→ TUGAS YANG DIBERIKAN 1:
Kumpulkan dan salin setiap baris dalam daftar yang memuat kata "cliff".

→ KUTIPAN TEKS:

=====

Selasa, 25 Maret 2014

Seni yang Paradoks

Seni yang Paradoks

Rofiq L Hayat  ;   Mahasiswa Seni Rupa, Universitas Negeri Padang
HALUAN,  24 Maret 2014

                           
                                                      
Seni berhubungan erat dengan keindahan. Paling tidak itulah yang terpikirkan saat kita mendengar kata seni. Seni telah berkembang sejak zaman prasejarah. Diperkirakan para ahli, seni telah ada sejak manusia ada. Karena memang seni itu adalah kebutuhan psikis yang tak mungkin kita sangkal. Seni juga dibutuhkan oleh bangsa manapun, suku manapun dan agama apapun.

Sejak ditemukan pening­galan seni pada zaman prasejarah, orang memperkirakan seni paling banyak digunakan untuk kebutuhan ritual yang berhubungan dengan  kepercayaan. Terbukti dengan penemuan lukisan pertama yang telah ribuan tahun yang lalu yaitu di dinding gua, yang dapat di taksir itu kebutuhan untuk ritual.

=====

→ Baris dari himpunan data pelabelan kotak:
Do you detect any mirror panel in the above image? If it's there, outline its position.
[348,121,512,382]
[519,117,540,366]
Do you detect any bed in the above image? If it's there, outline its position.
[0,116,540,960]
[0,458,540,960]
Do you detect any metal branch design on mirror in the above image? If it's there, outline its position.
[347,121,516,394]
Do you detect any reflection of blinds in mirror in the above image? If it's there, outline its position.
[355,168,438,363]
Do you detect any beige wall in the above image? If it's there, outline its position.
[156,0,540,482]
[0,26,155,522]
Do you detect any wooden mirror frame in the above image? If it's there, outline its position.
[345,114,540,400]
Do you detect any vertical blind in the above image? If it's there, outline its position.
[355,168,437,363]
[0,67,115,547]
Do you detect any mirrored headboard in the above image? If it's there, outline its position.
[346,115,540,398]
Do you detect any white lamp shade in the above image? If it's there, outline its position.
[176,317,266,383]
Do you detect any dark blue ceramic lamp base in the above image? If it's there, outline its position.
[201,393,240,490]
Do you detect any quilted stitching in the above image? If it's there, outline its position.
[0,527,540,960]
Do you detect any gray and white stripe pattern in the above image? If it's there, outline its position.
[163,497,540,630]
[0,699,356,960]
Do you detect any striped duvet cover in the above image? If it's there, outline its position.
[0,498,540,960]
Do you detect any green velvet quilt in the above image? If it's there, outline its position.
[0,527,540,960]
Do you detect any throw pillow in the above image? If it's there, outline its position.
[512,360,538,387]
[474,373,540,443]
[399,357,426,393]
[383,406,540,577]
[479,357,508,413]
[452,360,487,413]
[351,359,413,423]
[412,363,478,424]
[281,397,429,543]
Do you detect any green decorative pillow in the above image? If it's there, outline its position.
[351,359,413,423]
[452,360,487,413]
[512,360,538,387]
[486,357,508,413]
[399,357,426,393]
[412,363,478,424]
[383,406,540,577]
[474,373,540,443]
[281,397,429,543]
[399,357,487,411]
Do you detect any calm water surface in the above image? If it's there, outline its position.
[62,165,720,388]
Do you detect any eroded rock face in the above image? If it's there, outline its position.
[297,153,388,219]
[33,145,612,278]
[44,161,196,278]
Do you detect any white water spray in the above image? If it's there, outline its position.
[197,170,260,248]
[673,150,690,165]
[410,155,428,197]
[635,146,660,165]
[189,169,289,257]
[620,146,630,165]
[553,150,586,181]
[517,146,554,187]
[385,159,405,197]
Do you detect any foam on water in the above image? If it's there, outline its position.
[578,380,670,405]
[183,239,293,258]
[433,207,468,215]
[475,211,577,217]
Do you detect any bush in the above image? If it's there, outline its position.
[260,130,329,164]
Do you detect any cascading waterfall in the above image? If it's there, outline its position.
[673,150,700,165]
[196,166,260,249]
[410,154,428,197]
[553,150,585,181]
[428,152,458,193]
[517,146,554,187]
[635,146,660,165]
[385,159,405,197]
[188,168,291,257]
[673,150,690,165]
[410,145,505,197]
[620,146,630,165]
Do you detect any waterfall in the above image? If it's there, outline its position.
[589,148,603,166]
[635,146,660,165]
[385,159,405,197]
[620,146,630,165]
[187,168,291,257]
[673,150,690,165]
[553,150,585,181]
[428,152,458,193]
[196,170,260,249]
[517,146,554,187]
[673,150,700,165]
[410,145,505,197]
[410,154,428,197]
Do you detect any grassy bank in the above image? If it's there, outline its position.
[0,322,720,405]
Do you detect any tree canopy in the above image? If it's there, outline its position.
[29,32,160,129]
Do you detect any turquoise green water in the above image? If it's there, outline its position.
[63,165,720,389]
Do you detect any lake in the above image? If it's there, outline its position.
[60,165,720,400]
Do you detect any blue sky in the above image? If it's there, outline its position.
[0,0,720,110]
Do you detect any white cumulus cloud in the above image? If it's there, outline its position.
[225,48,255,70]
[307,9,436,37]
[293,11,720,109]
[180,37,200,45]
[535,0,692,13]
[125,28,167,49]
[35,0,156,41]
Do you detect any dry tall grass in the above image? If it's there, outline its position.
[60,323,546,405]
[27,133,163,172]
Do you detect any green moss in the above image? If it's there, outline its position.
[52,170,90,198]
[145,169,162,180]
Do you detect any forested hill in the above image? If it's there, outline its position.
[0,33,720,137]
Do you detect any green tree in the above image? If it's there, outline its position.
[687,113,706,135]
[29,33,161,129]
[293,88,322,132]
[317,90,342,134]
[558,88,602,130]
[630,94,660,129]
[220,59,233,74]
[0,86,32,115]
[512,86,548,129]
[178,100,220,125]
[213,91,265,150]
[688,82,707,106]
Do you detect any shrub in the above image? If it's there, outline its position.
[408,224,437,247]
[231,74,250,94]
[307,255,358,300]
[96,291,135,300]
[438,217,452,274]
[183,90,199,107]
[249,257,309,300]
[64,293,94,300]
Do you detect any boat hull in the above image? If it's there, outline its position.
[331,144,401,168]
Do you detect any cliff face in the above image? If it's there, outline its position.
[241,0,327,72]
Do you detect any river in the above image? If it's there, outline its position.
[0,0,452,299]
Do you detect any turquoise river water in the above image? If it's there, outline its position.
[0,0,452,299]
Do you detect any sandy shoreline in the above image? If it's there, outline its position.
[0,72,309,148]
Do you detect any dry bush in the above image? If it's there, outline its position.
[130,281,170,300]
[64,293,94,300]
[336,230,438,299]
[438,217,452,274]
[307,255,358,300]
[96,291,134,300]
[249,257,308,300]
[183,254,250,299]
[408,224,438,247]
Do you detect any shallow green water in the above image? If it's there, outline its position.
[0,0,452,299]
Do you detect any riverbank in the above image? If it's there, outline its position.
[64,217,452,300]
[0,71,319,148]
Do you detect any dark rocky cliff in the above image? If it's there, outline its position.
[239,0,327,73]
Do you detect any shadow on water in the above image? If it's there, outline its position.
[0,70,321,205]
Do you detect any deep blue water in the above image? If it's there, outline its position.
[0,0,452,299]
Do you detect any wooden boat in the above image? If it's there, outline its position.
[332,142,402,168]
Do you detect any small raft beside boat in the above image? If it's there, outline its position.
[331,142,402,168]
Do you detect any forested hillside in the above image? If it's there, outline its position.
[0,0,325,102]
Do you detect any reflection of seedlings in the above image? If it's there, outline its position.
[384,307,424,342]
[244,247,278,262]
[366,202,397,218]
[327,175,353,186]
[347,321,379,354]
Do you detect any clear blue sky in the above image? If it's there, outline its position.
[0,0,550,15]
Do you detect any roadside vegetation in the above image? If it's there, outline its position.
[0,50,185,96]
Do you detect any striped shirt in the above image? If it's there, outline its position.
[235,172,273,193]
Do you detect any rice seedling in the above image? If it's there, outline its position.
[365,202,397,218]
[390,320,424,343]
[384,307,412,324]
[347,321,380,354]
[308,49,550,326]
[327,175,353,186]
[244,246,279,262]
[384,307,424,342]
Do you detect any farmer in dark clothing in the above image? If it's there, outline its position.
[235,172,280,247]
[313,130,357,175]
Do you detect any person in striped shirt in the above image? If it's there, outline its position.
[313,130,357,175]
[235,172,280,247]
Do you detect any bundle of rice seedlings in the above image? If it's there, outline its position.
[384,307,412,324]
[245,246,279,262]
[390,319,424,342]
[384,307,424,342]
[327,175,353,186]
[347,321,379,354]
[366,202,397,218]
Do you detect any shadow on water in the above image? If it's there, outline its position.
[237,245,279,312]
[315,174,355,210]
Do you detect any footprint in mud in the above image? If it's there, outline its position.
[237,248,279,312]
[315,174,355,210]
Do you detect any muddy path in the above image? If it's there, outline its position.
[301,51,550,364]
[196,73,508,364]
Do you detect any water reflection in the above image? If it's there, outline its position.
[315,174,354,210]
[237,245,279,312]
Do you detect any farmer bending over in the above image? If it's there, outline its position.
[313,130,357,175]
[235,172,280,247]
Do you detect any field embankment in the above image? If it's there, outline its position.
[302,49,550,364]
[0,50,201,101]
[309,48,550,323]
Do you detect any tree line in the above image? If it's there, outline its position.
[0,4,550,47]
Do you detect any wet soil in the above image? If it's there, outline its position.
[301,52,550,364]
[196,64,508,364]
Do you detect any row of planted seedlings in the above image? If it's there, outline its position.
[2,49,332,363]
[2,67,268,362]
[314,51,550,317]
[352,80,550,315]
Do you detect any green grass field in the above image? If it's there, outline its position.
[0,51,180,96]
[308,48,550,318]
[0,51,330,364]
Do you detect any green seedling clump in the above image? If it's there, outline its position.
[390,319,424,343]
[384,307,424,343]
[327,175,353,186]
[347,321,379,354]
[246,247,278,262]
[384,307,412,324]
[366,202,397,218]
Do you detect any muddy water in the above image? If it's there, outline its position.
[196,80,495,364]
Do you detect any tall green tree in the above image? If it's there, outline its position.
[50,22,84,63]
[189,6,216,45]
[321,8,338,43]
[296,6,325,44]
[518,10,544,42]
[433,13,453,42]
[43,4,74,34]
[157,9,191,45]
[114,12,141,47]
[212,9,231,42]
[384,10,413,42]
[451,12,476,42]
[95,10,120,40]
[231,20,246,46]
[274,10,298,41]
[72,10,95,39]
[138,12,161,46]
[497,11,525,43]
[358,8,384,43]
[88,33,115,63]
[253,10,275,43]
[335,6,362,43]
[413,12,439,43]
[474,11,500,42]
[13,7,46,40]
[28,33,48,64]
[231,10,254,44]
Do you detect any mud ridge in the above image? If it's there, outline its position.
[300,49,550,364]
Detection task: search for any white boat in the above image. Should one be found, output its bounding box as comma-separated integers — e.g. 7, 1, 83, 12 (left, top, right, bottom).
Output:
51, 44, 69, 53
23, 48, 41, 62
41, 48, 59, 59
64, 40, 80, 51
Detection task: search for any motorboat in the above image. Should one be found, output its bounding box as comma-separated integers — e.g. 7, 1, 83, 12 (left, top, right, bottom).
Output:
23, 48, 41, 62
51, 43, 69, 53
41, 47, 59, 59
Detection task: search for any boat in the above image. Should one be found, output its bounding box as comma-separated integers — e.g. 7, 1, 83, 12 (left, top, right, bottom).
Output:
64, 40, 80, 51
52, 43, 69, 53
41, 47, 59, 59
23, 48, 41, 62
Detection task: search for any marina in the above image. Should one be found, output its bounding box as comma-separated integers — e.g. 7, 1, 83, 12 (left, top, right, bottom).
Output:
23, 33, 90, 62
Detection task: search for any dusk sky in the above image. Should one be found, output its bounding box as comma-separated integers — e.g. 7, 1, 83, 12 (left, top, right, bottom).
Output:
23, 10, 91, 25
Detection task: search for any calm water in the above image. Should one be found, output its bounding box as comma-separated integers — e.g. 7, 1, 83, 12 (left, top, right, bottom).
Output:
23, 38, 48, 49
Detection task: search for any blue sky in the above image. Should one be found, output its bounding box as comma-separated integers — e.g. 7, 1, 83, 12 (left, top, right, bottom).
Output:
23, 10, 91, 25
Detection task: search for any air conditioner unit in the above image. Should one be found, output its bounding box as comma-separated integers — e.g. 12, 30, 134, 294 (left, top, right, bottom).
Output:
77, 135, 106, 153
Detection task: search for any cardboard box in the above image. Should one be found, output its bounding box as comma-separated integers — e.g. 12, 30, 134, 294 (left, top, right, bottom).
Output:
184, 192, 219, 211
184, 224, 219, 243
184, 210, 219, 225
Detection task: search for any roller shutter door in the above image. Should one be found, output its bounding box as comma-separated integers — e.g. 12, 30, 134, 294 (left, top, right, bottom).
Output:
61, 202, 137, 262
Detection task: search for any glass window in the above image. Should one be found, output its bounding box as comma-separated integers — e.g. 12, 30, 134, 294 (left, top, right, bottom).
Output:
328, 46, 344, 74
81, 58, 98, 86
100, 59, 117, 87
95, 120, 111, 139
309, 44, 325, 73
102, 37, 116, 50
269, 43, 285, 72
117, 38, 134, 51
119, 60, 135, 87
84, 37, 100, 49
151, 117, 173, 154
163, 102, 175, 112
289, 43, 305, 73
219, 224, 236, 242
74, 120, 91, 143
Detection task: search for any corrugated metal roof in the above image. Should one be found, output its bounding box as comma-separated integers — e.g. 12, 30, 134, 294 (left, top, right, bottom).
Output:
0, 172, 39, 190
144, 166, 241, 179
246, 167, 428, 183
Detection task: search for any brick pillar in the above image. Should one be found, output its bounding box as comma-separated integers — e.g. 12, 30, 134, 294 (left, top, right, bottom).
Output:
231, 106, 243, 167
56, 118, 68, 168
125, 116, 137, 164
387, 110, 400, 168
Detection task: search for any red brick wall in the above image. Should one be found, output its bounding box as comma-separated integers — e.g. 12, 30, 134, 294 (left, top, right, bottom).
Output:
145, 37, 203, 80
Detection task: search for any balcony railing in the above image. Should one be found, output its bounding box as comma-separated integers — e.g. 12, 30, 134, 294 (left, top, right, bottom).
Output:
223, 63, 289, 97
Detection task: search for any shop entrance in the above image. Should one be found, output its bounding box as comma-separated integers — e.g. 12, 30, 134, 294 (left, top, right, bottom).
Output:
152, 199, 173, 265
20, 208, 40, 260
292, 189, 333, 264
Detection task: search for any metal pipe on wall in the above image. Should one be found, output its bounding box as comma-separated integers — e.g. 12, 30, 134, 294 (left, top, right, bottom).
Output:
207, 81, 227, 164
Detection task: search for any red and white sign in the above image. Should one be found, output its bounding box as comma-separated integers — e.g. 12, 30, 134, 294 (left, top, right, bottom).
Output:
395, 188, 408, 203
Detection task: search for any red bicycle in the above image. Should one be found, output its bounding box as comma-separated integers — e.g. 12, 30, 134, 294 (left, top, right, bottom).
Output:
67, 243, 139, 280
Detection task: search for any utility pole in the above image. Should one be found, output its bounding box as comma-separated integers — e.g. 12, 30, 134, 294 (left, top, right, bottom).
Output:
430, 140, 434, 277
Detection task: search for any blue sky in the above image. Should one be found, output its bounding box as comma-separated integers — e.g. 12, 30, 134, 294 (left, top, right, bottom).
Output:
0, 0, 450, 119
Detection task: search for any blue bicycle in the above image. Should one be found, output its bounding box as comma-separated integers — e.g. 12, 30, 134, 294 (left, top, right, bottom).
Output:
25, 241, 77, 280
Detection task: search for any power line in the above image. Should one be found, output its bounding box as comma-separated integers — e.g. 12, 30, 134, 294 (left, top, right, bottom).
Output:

=====

→ TUGAS YANG DIBERIKAN 2:
Teruskan artikel tentang seni di atas, mulai dari kalimat terakhir yang ditampilkan.

→ JAWABAN TUGAS 1:
Do you detect any cliff face in the above image? If it's there, outline its position.
Do you detect any dark rocky cliff in the above image? If it's there, outline its position.

→ JAWABAN TUGAS 2:
Yang paling jelas membuktikan kalau seni digunakan untuk kebutuhan ritual adalah seni yang digunakan oleh peradaban kuno yang pernah ada di muka bumi. Pada zaman kejayaan Mesopotamia (sekarang Irak) peradaban subur yang terletak di antara sungai Eufrat dan Tigris ini telah membuat tugu undang-undang pertama yang pernah ada di muka bumi, yang di atasnya terpajang patung Dewa Marduk.

Artefak seni di Indonesia juga banyak digunakan kebutuhan ritual seperti banyaknya prasasti yang ditemukan. Seperti Prasasti Mulawarman, Kebun Kopi dan Yupa. Juga karya fenomenal peninggalan agama Budha, Candi Borobudur yang menjadi salah satu keajaiban dunia.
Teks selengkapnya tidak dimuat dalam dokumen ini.